#### Supplied data:

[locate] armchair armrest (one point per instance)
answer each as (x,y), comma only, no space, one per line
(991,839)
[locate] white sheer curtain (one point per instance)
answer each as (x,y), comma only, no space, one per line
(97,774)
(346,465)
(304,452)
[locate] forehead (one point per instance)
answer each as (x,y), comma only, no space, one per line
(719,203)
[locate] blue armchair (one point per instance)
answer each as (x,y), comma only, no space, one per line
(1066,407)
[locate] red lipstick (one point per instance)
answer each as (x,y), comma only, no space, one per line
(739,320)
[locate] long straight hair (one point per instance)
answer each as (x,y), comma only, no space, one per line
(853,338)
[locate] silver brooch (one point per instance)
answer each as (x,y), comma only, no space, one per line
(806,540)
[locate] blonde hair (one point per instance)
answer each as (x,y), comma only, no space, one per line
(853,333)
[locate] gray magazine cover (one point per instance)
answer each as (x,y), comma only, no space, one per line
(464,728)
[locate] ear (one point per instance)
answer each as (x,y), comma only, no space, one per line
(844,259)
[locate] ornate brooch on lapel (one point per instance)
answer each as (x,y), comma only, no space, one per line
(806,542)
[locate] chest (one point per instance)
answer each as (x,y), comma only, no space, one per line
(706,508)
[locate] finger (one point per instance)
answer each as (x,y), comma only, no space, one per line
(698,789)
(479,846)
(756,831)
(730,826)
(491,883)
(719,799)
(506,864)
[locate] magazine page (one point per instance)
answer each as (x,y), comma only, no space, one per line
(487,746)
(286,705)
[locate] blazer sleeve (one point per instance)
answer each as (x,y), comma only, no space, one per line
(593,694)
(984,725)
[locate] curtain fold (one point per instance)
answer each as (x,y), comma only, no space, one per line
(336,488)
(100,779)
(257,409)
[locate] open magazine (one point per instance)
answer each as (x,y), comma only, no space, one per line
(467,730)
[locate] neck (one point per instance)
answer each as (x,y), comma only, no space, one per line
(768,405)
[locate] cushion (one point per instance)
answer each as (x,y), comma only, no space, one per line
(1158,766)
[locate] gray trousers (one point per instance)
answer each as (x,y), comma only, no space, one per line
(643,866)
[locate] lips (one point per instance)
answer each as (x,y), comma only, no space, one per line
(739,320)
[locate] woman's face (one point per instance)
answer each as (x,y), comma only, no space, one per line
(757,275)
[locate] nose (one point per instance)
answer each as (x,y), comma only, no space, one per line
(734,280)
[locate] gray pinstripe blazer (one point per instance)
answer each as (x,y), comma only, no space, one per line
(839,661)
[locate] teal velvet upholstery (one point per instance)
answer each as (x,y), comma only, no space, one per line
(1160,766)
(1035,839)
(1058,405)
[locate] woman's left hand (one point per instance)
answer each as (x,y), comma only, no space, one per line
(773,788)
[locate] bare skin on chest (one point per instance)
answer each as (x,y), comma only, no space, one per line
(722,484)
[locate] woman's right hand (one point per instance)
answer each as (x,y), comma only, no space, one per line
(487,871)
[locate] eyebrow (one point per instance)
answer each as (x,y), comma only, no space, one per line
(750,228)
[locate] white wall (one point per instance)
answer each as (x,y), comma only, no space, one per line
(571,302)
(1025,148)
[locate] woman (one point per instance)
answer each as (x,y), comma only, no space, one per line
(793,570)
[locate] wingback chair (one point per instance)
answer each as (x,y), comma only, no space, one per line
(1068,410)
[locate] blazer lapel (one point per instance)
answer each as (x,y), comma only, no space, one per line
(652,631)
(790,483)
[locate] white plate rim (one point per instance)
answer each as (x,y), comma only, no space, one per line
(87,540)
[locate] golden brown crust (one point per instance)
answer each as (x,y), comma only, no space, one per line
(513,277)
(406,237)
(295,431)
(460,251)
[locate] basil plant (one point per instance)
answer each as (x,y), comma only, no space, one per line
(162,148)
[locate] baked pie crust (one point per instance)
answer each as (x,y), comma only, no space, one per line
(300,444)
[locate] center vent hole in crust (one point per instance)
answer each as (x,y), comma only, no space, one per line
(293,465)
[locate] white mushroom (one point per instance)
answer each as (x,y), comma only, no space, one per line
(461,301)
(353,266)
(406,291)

#### Work to complete:
Extract, exactly as they appear, the lines from the one containing "[locate] wingback chair" through the final line.

#### Exercise answer:
[locate] wingback chair (one point per instance)
answer each as (x,y), comma only, no space, one per line
(1068,410)
[locate] blazer lapel (one point per instance)
answer each as (x,y), comma only, no space, one per line
(652,631)
(790,483)
[locate] white plate rim (one point per instance)
answer each as (x,y), comma only, no space, one per line
(87,540)
[locate] golden brown crust (one point per instance)
answer each as (x,y), comma only, no space, one per line
(513,277)
(406,237)
(295,431)
(460,251)
[locate] basil plant (one point per instance)
answer each as (x,y), comma only, no space, one per line
(162,148)
[locate] baked pie crust (one point per instance)
answer each as (x,y), comma only, no space, one per line
(300,444)
[locate] center vent hole in crust (one point per instance)
answer each as (x,y), comma only, no space, one per line
(293,465)
[locate] white mushroom (one point per instance)
answer each as (x,y), comma only, no space, one per line
(461,301)
(353,266)
(406,291)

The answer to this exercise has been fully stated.